**What is needed:** Please output the entries below without altering a single character.

Entries taken from a collection
======

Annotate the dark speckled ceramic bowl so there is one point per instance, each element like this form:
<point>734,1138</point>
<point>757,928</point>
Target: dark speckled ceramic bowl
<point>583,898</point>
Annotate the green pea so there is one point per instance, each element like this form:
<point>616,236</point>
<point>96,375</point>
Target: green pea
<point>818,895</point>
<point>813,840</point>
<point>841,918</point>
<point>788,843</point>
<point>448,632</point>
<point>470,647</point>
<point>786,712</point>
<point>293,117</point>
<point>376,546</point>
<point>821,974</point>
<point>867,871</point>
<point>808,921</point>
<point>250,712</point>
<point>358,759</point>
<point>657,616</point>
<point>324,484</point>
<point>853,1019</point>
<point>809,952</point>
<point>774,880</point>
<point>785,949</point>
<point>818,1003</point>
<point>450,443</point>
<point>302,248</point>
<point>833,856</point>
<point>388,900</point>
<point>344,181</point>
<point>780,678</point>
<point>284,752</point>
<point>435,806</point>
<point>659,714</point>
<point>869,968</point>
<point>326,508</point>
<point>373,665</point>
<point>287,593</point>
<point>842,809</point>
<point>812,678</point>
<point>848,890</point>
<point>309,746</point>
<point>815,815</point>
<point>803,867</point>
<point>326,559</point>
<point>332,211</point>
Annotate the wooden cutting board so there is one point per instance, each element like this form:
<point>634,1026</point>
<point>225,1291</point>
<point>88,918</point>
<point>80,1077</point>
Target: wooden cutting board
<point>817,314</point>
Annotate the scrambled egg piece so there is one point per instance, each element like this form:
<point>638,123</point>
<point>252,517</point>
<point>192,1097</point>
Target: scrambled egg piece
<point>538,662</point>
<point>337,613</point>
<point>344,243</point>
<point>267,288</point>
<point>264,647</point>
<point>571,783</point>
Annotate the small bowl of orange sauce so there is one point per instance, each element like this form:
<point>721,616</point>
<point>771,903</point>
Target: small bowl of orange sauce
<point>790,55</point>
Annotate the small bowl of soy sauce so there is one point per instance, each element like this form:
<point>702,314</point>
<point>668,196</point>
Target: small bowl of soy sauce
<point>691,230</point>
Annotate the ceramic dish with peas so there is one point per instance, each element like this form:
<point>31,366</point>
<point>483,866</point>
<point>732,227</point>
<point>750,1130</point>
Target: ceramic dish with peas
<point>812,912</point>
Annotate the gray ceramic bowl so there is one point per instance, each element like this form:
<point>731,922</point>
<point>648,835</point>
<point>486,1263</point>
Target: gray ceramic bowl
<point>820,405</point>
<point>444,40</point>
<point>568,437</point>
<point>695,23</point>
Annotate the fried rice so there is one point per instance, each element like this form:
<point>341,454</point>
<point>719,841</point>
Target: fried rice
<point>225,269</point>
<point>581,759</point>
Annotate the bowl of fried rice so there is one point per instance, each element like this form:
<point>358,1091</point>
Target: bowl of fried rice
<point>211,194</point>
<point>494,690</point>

======

**Task result:**
Annotate the dark speckled ceramic bowl so there is one point per instance, each element like this form:
<point>734,1138</point>
<point>757,928</point>
Target: dark speckled ceramic bowl
<point>583,898</point>
Annotate the green pea so there is one point per instance, each element like this form:
<point>616,236</point>
<point>96,375</point>
Target: green pea
<point>818,895</point>
<point>813,840</point>
<point>841,918</point>
<point>788,843</point>
<point>448,632</point>
<point>470,647</point>
<point>786,712</point>
<point>293,117</point>
<point>376,546</point>
<point>821,974</point>
<point>867,871</point>
<point>808,921</point>
<point>250,712</point>
<point>358,759</point>
<point>657,616</point>
<point>324,484</point>
<point>853,1019</point>
<point>809,952</point>
<point>774,880</point>
<point>785,949</point>
<point>818,1003</point>
<point>450,443</point>
<point>302,248</point>
<point>833,856</point>
<point>388,900</point>
<point>344,181</point>
<point>780,678</point>
<point>284,752</point>
<point>435,806</point>
<point>659,714</point>
<point>869,968</point>
<point>326,508</point>
<point>373,665</point>
<point>287,593</point>
<point>842,809</point>
<point>812,678</point>
<point>848,890</point>
<point>309,746</point>
<point>815,815</point>
<point>803,867</point>
<point>326,559</point>
<point>332,211</point>
Annotate the wooden cutting board so there is one point per instance, each element like this form:
<point>634,1026</point>
<point>225,1291</point>
<point>88,918</point>
<point>80,1077</point>
Target: wooden cutting board
<point>817,314</point>
Annotate the scrambled egg piece so there is one point per instance, each element like this form:
<point>638,123</point>
<point>252,517</point>
<point>192,1097</point>
Target: scrambled egg piece
<point>538,662</point>
<point>337,613</point>
<point>344,243</point>
<point>267,288</point>
<point>264,647</point>
<point>571,783</point>
Annotate the small bowl of orange sauce so there is one point per instance, each element like this form:
<point>721,616</point>
<point>771,903</point>
Target: small bowl of orange sauce
<point>790,55</point>
Annotate the small bowl of soy sauce so there is one point per instance, each element like this form:
<point>702,314</point>
<point>668,196</point>
Target: small bowl of soy sauce
<point>691,230</point>
Annotate the ceramic dish with peas so there is one point per instance, each element like this form:
<point>31,366</point>
<point>483,866</point>
<point>732,227</point>
<point>750,1130</point>
Target: ceramic dish with peas
<point>812,912</point>
Annotate the gray ceramic bowl so there is one point per instance, each element like this form:
<point>731,922</point>
<point>648,835</point>
<point>486,1263</point>
Target: gray ceramic bowl
<point>820,405</point>
<point>444,40</point>
<point>568,437</point>
<point>695,23</point>
Annotate the fried rice so there is one point per instance, each element like this form:
<point>341,454</point>
<point>719,841</point>
Target: fried rice
<point>225,269</point>
<point>581,759</point>
Annotate the bowl of fried rice so there is one point per instance, each element like this form:
<point>358,1091</point>
Target: bowl of fried rice
<point>211,194</point>
<point>494,690</point>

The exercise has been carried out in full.